#### DATA FOR THE TASK ####
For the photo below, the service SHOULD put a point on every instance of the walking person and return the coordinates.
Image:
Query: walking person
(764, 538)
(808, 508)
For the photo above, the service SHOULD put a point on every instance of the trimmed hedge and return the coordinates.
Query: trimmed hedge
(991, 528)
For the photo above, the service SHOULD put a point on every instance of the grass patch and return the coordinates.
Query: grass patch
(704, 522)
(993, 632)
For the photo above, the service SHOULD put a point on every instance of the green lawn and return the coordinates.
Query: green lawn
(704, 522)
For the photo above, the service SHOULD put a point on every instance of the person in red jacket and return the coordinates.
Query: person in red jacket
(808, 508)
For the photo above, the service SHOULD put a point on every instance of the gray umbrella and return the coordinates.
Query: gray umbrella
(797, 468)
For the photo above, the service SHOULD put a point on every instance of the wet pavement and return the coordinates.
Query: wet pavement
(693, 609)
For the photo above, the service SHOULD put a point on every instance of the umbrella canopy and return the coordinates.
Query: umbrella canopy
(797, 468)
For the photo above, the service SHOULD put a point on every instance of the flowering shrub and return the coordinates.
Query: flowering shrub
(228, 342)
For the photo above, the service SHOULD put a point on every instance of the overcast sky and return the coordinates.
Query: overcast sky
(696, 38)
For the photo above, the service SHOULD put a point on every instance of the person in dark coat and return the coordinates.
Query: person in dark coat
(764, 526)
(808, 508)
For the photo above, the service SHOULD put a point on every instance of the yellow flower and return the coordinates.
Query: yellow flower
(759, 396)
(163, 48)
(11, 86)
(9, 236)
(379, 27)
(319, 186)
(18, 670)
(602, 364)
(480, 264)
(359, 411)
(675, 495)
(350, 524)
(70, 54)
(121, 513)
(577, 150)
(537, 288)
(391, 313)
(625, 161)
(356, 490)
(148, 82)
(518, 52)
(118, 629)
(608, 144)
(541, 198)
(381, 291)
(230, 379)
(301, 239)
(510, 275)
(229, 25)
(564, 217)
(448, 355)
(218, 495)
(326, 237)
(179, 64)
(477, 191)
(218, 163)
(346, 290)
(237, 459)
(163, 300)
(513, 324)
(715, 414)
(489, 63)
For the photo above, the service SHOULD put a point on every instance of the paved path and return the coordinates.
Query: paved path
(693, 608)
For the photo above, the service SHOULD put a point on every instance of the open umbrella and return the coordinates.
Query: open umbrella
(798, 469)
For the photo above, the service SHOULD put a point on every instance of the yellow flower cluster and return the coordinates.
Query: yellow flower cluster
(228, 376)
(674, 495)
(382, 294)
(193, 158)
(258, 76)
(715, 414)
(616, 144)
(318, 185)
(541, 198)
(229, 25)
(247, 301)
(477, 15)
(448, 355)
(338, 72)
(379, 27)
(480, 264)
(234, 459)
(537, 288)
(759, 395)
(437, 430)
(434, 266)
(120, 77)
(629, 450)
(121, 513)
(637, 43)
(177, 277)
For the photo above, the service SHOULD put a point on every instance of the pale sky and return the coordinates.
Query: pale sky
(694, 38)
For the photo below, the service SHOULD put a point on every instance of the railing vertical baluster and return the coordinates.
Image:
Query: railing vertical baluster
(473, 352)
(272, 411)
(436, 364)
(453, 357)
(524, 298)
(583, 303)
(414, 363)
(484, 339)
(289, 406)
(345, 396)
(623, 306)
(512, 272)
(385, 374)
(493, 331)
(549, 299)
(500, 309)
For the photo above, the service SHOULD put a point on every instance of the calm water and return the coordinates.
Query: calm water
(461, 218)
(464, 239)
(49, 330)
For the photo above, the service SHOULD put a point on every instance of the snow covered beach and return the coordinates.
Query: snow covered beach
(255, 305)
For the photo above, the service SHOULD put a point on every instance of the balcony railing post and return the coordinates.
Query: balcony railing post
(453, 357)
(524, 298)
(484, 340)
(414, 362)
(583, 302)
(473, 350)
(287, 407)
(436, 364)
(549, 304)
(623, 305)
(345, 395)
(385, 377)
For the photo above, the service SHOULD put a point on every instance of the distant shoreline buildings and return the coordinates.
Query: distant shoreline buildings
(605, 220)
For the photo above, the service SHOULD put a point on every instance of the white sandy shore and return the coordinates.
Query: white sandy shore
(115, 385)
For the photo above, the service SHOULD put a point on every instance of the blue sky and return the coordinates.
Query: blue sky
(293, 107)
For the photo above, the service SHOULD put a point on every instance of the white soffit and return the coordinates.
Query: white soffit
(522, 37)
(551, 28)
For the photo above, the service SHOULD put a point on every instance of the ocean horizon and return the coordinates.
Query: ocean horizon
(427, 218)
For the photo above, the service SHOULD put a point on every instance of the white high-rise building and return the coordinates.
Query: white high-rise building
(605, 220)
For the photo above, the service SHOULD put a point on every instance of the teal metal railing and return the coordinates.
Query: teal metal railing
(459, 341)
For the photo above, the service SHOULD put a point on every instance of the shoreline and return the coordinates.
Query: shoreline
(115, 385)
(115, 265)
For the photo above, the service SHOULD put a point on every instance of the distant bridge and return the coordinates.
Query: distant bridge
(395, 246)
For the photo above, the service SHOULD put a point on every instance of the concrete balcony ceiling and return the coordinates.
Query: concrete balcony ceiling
####
* **REQUIRED TASK**:
Put every line of the items above into a JSON list of strings, with one string per line and no blank lines.

* **SOLUTION FOR THIS EXERCISE**:
[
  "For the photo below, the service SHOULD put a point on every instance of the walking person and return the coordinates.",
  "Image:",
  "Query: walking person",
  "(764, 538)",
  "(808, 508)",
  "For the photo above, the service SHOULD put a point on every instance of the trimmed hedge and return the coordinates.",
  "Query: trimmed hedge",
  "(991, 528)",
  "For the photo above, the service SHOULD put a point on every instance of the grass patch and return the coordinates.",
  "Query: grass patch",
  "(704, 522)",
  "(993, 632)",
  "For the photo above, the service SHOULD put a point on every instance of the green lawn and return the coordinates.",
  "Query: green lawn",
  "(704, 522)",
  "For the photo above, the service SHOULD put a point on every instance of the person in red jacket and return the coordinates.",
  "Query: person in red jacket",
  "(808, 508)",
  "For the photo above, the service SHOULD put a point on every instance of the gray umbrella and return the coordinates.",
  "Query: gray umbrella",
  "(797, 468)",
  "For the photo above, the service SHOULD put a point on every instance of the wet pavement and return the coordinates.",
  "Query: wet pavement",
  "(693, 609)",
  "For the photo above, the service SHOULD put a point on every instance of the umbrella canopy and return the coordinates.",
  "Query: umbrella canopy",
  "(797, 468)",
  "For the photo above, the service SHOULD put a point on every instance of the flowering shrub and return the coordinates.",
  "Query: flowering shrub",
  "(228, 342)",
  "For the photo above, the service SHOULD put a point on every instance of the overcast sky and return the coordinates.",
  "Query: overcast sky",
  "(696, 38)",
  "For the photo above, the service SHOULD put a point on every instance of the person in dark coat and return the coordinates.",
  "Query: person in dark coat",
  "(764, 526)",
  "(808, 508)",
  "For the photo above, the service SHOULD put a point on every instance of the yellow flower and return the coordinates.",
  "Query: yellow flower",
  "(759, 396)",
  "(163, 48)",
  "(11, 86)",
  "(9, 236)",
  "(379, 27)",
  "(319, 186)",
  "(18, 670)",
  "(602, 364)",
  "(480, 264)",
  "(359, 411)",
  "(675, 495)",
  "(350, 524)",
  "(70, 54)",
  "(121, 513)",
  "(577, 150)",
  "(537, 288)",
  "(391, 313)",
  "(625, 161)",
  "(356, 490)",
  "(148, 82)",
  "(518, 52)",
  "(118, 629)",
  "(608, 144)",
  "(541, 198)",
  "(381, 291)",
  "(230, 379)",
  "(301, 239)",
  "(510, 275)",
  "(229, 25)",
  "(564, 217)",
  "(448, 355)",
  "(218, 495)",
  "(326, 237)",
  "(179, 64)",
  "(477, 191)",
  "(218, 163)",
  "(346, 290)",
  "(237, 459)",
  "(163, 300)",
  "(513, 324)",
  "(715, 414)",
  "(489, 63)",
  "For the photo above, the service SHOULD put a point on every instance of the paved path and return the coordinates.",
  "Query: paved path",
  "(693, 608)",
  "For the photo above, the service SHOULD put a point on every instance of the open umbrella and return the coordinates.",
  "Query: open umbrella",
  "(798, 469)",
  "For the photo above, the service SHOULD put a point on every instance of the yellow flower cluster and return the coordinates.",
  "Query: yellow flower cluster",
  "(228, 376)",
  "(674, 495)",
  "(382, 294)",
  "(193, 158)",
  "(258, 76)",
  "(715, 414)",
  "(616, 144)",
  "(318, 185)",
  "(541, 198)",
  "(229, 25)",
  "(247, 301)",
  "(477, 15)",
  "(448, 355)",
  "(338, 72)",
  "(379, 27)",
  "(480, 264)",
  "(234, 459)",
  "(537, 288)",
  "(759, 395)",
  "(437, 430)",
  "(434, 266)",
  "(120, 77)",
  "(629, 450)",
  "(121, 513)",
  "(637, 43)",
  "(177, 277)",
  "For the photo above, the service SHOULD put a point on every instance of the pale sky and return the coordinates.",
  "Query: pale sky",
  "(694, 38)",
  "For the photo below, the service SHOULD put a point on every instance of the railing vertical baluster and return the coordinates.",
  "Image:",
  "Query: railing vertical baluster",
  "(473, 352)",
  "(272, 411)",
  "(436, 364)",
  "(453, 357)",
  "(524, 298)",
  "(583, 303)",
  "(414, 363)",
  "(484, 339)",
  "(289, 406)",
  "(345, 396)",
  "(623, 306)",
  "(512, 272)",
  "(385, 374)",
  "(493, 331)",
  "(549, 299)",
  "(500, 309)",
  "For the photo above, the service SHOULD put a point on every instance of the calm water and return the coordinates.",
  "Query: calm water",
  "(461, 218)",
  "(464, 239)",
  "(49, 330)",
  "For the photo above, the service SHOULD put a point on every instance of the snow covered beach and return the coordinates.",
  "Query: snow covered beach",
  "(255, 305)",
  "For the photo above, the service SHOULD put a point on every instance of the balcony railing post and return the coordinates.",
  "Query: balcony railing post",
  "(453, 357)",
  "(524, 298)",
  "(484, 340)",
  "(414, 362)",
  "(583, 302)",
  "(473, 350)",
  "(287, 407)",
  "(436, 364)",
  "(549, 304)",
  "(623, 305)",
  "(345, 395)",
  "(385, 377)",
  "For the photo above, the service SHOULD put a point on every instance of the distant shoreline buildings and return the coordinates.",
  "Query: distant shoreline buildings",
  "(605, 220)",
  "For the photo above, the service SHOULD put a point on every instance of the white sandy shore and return the coordinates.",
  "Query: white sandy shore",
  "(115, 385)",
  "For the photo above, the service SHOULD put a point on every instance of the blue sky and return the coordinates.",
  "Query: blue sky",
  "(293, 107)",
  "For the photo above, the service SHOULD put a point on every instance of the white soffit and return the coordinates.",
  "Query: white soffit",
  "(522, 37)",
  "(551, 28)",
  "For the photo above, the service SHOULD put a point on every instance of the ocean horizon and return the coordinates.",
  "Query: ocean horizon",
  "(427, 218)",
  "For the photo above, the service SHOULD put a point on every instance of the white high-rise building and return the coordinates.",
  "Query: white high-rise building",
  "(605, 220)",
  "For the photo above, the service SHOULD put a point on every instance of the teal metal railing and return the coordinates.",
  "Query: teal metal railing",
  "(459, 341)",
  "For the photo above, the service SHOULD put a point on every instance of the shoreline and return the coordinates.",
  "Query: shoreline",
  "(115, 385)",
  "(115, 265)",
  "For the photo above, the service SHOULD put a point on every instance of the distant bridge and return the coordinates.",
  "Query: distant bridge",
  "(395, 246)",
  "For the photo above, the service SHOULD put a point on every instance of the concrete balcony ceiling and return the coordinates.",
  "Query: concrete balcony ceiling"
]